* **Extract**:
# Alternating Fungicides



## Southern Lawn (Dec 31, 2019)

Morning guys. I have an issue going on in my Zeon Zoysia. I snapped a couple of pics, but I am not sure if it Brown Patch or Dollar Spot. I am leaning towards Brown Patch. I put down Pillar G in April, and Heritage G in June. My dilemma is that Pillar G is a group 3 and group 11 fungicide, and Heritage G is a group 11. What other could I use as an alternative? I am in Alabama, so I can not get Clearys. I also prefer granular applications. Any help would be greatly appreciated.


----------



## Groundskeeper Willie (Feb 22, 2019)

* **Dataset content**:
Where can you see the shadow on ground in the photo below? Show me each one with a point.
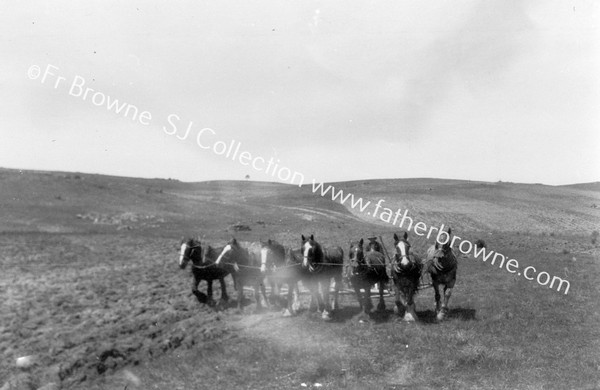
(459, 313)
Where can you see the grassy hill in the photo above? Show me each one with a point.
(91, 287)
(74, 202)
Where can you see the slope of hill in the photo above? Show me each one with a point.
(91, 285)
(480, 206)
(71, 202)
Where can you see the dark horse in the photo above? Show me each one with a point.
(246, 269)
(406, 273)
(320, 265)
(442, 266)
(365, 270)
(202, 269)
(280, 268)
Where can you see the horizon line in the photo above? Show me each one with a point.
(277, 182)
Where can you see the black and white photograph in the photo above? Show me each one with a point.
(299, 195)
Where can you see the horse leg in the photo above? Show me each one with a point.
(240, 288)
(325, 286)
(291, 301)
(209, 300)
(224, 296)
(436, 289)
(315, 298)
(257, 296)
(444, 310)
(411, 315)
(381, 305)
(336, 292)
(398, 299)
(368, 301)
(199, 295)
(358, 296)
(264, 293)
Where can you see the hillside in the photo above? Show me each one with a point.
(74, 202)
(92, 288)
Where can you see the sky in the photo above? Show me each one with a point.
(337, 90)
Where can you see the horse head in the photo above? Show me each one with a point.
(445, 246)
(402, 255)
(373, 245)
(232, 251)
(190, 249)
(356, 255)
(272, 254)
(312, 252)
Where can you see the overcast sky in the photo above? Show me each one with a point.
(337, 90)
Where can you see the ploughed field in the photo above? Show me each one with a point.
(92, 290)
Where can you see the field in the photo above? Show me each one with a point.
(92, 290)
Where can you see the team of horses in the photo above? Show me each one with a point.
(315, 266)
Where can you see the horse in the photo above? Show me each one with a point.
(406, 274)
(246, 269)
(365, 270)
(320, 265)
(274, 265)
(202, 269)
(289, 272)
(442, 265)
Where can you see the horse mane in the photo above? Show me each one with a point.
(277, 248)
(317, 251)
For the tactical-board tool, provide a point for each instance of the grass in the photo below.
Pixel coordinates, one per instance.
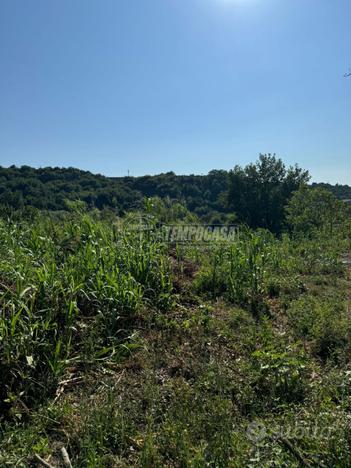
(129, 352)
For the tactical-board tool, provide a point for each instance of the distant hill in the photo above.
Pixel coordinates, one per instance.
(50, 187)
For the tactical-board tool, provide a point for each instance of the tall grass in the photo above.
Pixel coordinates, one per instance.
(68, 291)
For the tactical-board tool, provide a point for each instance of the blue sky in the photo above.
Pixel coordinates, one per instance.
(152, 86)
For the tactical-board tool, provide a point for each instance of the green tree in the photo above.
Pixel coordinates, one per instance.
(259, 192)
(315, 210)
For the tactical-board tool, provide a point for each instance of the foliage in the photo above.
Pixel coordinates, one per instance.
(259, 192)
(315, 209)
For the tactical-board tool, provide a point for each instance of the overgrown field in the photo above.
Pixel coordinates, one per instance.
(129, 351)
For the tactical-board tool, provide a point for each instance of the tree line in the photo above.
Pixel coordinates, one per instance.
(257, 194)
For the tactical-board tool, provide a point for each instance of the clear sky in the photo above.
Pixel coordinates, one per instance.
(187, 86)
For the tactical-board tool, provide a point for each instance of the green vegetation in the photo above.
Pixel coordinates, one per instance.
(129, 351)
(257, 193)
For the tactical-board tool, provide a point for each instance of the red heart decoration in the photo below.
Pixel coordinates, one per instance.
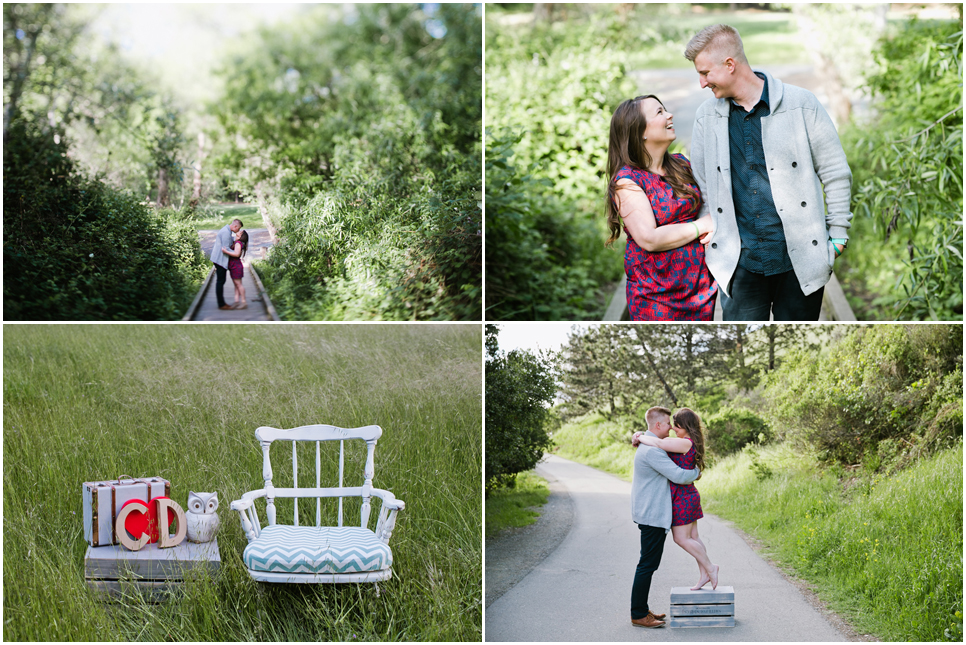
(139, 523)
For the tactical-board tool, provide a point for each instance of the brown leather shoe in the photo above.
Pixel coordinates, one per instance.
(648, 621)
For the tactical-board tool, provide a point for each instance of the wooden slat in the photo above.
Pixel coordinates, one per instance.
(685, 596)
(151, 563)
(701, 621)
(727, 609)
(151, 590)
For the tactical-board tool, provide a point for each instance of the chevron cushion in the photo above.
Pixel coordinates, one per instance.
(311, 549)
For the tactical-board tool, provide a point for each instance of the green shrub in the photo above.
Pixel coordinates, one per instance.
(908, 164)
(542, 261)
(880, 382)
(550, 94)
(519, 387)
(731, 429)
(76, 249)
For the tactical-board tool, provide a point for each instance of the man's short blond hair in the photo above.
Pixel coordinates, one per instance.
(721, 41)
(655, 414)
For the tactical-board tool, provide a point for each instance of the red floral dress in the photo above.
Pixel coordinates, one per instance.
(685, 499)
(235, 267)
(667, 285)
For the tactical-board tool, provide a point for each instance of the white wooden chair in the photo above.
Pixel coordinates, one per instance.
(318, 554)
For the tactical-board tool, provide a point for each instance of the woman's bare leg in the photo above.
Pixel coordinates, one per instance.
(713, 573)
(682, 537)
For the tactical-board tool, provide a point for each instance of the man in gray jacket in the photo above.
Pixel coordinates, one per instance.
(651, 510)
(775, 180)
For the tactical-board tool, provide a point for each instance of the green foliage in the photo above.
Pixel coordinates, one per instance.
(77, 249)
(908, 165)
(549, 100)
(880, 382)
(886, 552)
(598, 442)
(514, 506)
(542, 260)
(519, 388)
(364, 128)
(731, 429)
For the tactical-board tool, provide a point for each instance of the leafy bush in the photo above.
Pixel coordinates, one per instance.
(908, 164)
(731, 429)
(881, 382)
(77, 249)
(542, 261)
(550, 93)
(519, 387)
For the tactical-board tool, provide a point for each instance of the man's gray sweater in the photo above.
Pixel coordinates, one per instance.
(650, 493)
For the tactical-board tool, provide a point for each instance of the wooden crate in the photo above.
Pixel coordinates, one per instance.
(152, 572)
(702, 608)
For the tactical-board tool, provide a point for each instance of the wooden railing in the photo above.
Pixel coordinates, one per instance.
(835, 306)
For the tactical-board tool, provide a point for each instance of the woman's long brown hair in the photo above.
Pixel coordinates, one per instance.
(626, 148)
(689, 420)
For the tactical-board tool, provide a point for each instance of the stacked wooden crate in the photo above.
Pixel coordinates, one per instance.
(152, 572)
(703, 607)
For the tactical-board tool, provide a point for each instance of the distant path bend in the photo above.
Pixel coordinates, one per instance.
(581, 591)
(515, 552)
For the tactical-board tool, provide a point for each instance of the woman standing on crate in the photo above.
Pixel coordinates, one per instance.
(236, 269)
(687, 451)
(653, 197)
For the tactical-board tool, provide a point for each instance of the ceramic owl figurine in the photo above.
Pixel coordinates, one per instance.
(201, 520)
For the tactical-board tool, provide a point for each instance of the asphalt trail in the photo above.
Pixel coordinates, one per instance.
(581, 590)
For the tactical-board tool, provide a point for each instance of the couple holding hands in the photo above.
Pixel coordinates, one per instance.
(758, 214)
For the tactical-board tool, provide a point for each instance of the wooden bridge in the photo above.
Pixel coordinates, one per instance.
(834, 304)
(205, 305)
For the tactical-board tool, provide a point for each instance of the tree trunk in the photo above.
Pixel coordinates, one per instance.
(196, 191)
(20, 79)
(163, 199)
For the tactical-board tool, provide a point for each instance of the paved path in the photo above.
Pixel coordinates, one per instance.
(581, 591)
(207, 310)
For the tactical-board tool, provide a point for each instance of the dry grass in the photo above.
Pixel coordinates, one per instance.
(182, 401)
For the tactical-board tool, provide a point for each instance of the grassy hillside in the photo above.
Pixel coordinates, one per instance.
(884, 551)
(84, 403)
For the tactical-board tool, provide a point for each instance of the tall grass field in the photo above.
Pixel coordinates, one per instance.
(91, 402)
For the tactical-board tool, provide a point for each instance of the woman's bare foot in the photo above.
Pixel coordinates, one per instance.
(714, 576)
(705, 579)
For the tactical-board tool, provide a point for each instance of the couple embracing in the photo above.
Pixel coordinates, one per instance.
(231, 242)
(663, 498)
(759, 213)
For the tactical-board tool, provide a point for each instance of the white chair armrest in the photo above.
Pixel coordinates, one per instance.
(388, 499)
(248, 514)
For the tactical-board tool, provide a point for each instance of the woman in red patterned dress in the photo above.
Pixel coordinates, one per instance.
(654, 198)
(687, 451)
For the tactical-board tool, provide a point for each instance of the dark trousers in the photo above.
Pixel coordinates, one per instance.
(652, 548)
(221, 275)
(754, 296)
* * *
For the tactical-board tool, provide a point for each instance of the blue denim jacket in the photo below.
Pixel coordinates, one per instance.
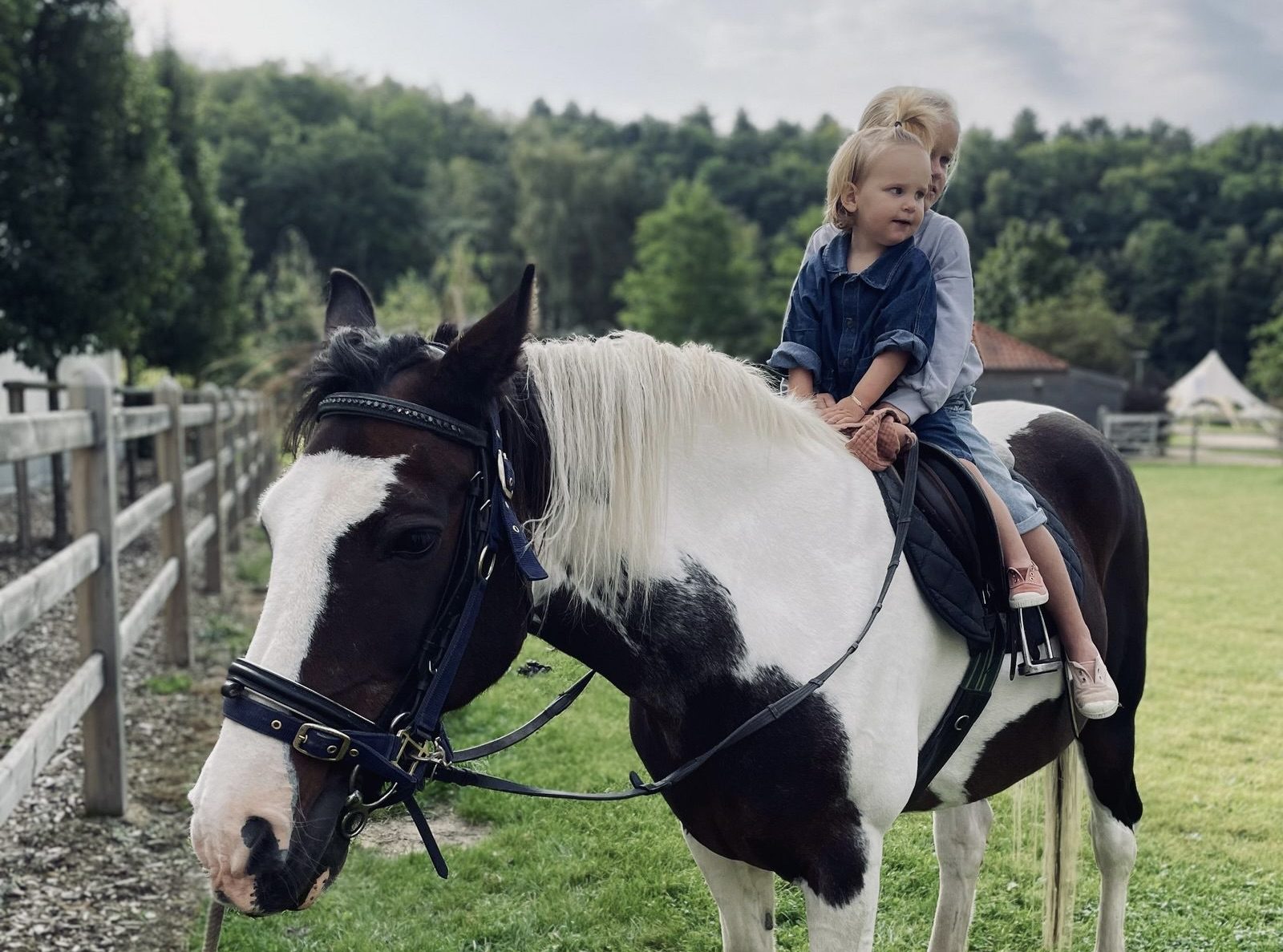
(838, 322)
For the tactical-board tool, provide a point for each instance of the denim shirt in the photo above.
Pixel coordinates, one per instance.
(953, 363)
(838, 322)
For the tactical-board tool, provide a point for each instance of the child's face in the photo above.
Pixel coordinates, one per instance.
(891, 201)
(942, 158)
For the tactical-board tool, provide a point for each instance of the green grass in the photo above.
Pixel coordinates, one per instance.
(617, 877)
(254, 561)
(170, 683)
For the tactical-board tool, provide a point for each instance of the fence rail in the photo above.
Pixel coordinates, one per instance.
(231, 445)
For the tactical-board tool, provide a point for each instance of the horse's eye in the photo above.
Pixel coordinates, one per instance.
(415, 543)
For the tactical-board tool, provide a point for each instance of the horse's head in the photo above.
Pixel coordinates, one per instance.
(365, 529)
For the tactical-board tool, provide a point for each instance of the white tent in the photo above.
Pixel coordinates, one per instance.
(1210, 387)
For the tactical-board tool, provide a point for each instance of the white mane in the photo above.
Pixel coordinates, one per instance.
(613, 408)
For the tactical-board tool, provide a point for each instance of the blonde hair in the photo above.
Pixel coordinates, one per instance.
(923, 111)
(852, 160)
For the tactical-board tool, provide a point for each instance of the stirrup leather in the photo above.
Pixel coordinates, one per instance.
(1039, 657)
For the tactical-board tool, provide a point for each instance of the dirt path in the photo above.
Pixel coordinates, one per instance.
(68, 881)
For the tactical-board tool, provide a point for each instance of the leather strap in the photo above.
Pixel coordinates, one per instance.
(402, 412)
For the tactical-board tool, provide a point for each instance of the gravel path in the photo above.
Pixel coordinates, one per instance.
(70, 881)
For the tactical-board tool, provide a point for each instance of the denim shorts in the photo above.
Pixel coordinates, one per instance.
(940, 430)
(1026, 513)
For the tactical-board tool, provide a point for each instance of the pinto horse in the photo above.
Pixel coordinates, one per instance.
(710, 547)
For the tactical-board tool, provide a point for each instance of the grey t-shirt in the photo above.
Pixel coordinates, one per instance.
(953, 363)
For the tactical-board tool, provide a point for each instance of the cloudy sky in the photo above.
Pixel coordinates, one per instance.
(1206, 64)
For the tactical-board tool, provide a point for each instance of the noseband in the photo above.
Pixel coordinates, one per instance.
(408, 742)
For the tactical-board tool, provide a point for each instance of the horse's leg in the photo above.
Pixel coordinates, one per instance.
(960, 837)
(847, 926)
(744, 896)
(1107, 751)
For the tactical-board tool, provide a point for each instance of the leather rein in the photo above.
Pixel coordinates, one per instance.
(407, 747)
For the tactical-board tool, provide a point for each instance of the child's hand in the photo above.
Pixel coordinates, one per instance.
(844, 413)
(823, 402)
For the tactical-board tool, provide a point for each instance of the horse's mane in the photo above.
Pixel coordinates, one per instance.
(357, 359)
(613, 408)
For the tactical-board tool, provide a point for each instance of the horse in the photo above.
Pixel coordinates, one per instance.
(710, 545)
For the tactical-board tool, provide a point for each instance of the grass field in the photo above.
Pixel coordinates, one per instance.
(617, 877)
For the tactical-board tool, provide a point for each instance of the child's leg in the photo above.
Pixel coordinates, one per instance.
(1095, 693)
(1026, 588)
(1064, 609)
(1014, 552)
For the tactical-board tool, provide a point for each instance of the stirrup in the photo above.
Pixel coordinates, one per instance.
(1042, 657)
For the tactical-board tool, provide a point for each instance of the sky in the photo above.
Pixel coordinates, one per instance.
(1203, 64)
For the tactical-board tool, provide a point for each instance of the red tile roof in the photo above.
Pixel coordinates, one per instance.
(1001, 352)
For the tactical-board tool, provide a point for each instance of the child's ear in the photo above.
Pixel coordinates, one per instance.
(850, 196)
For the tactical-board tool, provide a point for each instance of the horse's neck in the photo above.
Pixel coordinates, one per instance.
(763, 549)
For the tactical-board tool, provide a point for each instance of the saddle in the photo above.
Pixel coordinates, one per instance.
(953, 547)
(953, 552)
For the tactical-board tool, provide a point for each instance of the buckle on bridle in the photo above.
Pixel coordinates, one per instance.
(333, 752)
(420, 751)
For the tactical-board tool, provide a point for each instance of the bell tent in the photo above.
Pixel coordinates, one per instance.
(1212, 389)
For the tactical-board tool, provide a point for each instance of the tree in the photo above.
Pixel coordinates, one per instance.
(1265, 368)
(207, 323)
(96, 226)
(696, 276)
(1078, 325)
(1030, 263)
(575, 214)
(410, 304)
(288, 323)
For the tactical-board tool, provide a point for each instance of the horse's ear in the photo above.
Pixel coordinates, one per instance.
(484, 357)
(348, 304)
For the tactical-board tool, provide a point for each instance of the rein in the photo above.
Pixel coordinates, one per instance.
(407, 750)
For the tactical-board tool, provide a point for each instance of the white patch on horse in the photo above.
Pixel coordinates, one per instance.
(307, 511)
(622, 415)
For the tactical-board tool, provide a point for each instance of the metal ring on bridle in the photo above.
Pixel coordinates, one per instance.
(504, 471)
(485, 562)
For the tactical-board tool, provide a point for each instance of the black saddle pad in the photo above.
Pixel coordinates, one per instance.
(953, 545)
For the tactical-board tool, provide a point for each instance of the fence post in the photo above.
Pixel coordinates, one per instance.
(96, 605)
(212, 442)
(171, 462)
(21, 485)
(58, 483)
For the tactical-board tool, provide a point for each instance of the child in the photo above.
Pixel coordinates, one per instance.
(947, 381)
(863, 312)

* **Exercise details**: Quote the part of the fungicide post that opens with the words containing "Morning guys. I" and closes with "be greatly appreciated.". The items come from a separate source and have no link to the post above.

* **Task solution**:
Morning guys. I have an issue going on in my Zeon Zoysia. I snapped a couple of pics, but I am not sure if it Brown Patch or Dollar Spot. I am leaning towards Brown Patch. I put down Pillar G in April, and Heritage G in June. My dilemma is that Pillar G is a group 3 and group 11 fungicide, and Heritage G is a group 11. What other could I use as an alternative? I am in Alabama, so I can not get Clearys. I also prefer granular applications. Any help would be greatly appreciated.